§ Aim of the exercise
List each line of the data that holds the string "glove".

§ Dataset entries
○ ○ ○ ○ ○
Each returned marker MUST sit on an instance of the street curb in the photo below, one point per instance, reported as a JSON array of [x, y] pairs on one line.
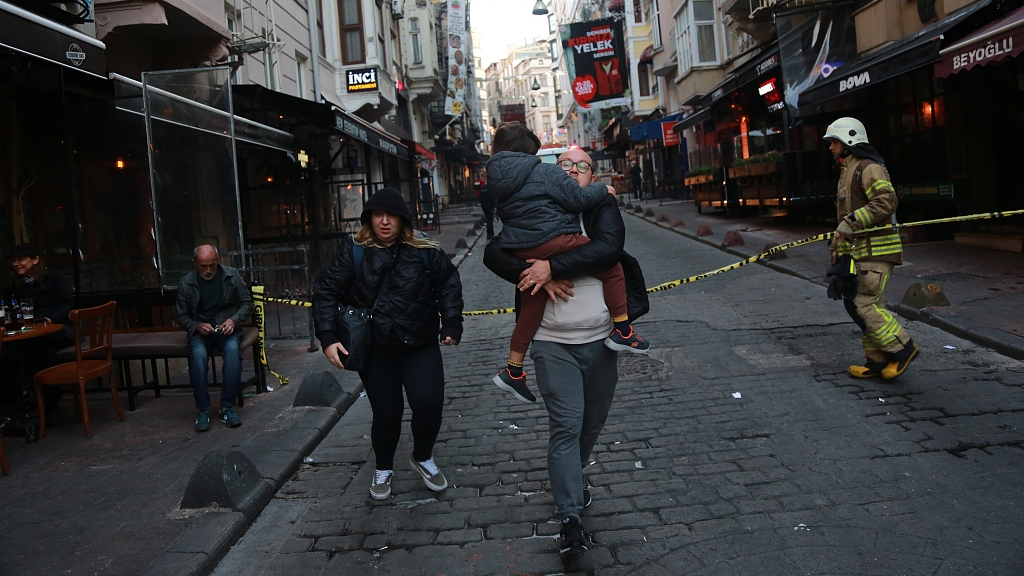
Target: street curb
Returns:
[[198, 551], [1003, 342]]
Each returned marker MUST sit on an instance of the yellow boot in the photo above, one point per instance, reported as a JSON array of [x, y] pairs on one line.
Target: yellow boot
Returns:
[[869, 369]]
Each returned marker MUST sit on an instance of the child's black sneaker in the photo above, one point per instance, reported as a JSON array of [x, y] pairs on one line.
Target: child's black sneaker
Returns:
[[514, 384], [627, 342]]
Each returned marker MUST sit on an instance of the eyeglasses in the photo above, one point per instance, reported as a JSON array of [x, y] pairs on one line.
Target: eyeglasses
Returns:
[[568, 164]]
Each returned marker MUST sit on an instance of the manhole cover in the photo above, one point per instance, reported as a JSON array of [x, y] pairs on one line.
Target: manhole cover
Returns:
[[952, 278], [635, 366]]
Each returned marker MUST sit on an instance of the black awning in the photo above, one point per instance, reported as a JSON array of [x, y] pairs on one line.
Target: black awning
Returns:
[[30, 34], [910, 53], [692, 120]]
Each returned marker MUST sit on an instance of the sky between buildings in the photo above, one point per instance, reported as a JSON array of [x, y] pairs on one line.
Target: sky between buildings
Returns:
[[505, 22]]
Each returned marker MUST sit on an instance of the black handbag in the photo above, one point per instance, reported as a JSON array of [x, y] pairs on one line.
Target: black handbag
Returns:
[[354, 334]]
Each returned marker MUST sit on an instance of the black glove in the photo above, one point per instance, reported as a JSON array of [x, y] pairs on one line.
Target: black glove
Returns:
[[451, 327], [843, 279]]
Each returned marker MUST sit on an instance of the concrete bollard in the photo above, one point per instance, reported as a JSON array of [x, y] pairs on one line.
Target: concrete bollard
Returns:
[[922, 294], [318, 388], [229, 481], [777, 255], [732, 238]]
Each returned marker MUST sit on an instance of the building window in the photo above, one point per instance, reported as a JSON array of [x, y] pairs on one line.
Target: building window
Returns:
[[655, 27], [707, 32], [351, 32], [414, 30], [300, 75], [643, 79]]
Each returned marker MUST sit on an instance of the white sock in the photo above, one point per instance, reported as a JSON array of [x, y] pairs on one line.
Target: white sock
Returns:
[[430, 465]]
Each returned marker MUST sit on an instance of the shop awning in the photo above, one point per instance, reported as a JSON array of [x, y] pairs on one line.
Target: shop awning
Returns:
[[692, 120], [364, 131], [909, 53], [25, 32], [1000, 39], [651, 130]]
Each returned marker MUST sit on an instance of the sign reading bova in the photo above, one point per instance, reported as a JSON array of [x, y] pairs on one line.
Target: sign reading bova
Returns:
[[361, 80]]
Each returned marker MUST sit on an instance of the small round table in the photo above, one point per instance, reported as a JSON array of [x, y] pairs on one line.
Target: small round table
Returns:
[[29, 420]]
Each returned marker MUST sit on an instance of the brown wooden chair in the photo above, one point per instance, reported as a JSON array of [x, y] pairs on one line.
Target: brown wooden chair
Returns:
[[93, 336]]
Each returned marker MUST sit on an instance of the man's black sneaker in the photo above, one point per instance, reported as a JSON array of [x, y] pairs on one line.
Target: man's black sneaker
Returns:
[[572, 539], [228, 416], [627, 342], [202, 421], [516, 385], [902, 359]]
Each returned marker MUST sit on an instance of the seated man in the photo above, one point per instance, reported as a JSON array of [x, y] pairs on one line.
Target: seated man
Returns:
[[211, 302]]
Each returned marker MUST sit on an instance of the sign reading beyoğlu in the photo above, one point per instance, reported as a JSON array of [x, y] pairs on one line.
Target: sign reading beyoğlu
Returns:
[[361, 80], [595, 54]]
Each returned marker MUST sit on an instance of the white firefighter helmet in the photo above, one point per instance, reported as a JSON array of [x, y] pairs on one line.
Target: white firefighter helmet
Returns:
[[847, 130]]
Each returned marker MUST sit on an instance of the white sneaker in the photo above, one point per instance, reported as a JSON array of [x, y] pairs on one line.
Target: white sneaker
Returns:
[[432, 477], [381, 488]]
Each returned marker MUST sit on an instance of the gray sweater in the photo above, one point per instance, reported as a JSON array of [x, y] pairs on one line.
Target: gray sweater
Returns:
[[538, 202]]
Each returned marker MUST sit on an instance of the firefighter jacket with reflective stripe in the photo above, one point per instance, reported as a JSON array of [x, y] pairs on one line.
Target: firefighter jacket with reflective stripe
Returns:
[[866, 199]]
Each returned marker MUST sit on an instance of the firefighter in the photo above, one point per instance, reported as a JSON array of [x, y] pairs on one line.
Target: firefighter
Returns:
[[861, 263]]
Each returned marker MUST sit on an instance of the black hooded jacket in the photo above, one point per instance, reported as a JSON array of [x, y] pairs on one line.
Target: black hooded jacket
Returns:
[[607, 236], [411, 299]]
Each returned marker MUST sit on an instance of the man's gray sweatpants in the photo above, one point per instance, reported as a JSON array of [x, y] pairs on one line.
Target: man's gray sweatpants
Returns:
[[578, 382]]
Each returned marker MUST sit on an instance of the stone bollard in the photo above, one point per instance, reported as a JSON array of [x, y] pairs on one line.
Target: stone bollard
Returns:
[[777, 255], [922, 294], [732, 238], [229, 481]]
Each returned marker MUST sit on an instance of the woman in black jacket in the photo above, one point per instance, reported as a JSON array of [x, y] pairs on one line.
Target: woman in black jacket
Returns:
[[415, 295]]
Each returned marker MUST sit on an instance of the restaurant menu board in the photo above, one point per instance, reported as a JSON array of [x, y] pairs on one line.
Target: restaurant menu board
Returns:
[[595, 54], [458, 46]]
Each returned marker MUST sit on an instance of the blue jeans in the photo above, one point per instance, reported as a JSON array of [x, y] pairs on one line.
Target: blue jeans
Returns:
[[200, 347], [578, 382]]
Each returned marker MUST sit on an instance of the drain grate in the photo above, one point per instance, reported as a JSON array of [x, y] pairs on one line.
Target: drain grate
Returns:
[[952, 278], [632, 367]]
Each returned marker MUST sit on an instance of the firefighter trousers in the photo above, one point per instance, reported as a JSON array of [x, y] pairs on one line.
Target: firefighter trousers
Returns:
[[883, 334]]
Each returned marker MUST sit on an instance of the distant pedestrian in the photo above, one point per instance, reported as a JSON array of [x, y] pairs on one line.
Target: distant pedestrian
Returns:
[[540, 206], [576, 372], [415, 295], [636, 178], [866, 199], [488, 202], [212, 301]]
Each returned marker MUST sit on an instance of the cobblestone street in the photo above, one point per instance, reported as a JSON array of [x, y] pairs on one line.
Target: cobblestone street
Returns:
[[739, 446]]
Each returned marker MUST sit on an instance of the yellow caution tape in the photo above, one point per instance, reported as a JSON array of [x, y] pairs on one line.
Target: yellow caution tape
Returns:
[[258, 303], [771, 251]]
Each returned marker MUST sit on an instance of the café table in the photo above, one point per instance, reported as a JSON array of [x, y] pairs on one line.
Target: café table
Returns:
[[22, 340]]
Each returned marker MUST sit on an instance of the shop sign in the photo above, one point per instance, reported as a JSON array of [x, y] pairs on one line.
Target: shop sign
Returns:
[[768, 64], [922, 192], [670, 136], [361, 80]]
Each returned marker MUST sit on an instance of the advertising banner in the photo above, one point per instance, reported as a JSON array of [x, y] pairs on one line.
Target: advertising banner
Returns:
[[813, 45], [595, 54], [458, 43]]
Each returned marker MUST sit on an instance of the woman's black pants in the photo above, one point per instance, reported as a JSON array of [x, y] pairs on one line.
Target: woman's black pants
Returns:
[[421, 372]]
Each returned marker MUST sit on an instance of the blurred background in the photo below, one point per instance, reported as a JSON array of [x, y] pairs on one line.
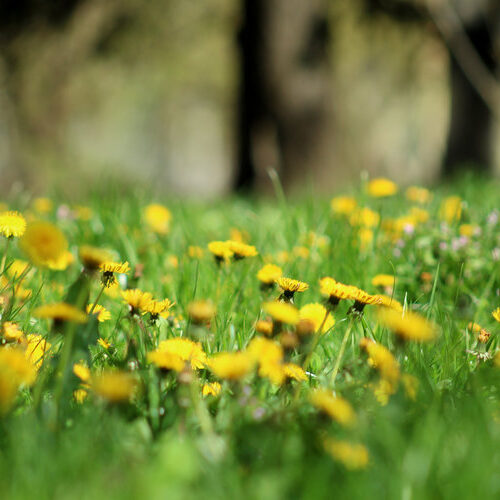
○ ○ ○ ○ ○
§ Exercise output
Each returned marker MUST sit on an instance of the black glove in the photo above, one point per instance, reported as a JSON array of [x, y] pairs on one line.
Target: black glove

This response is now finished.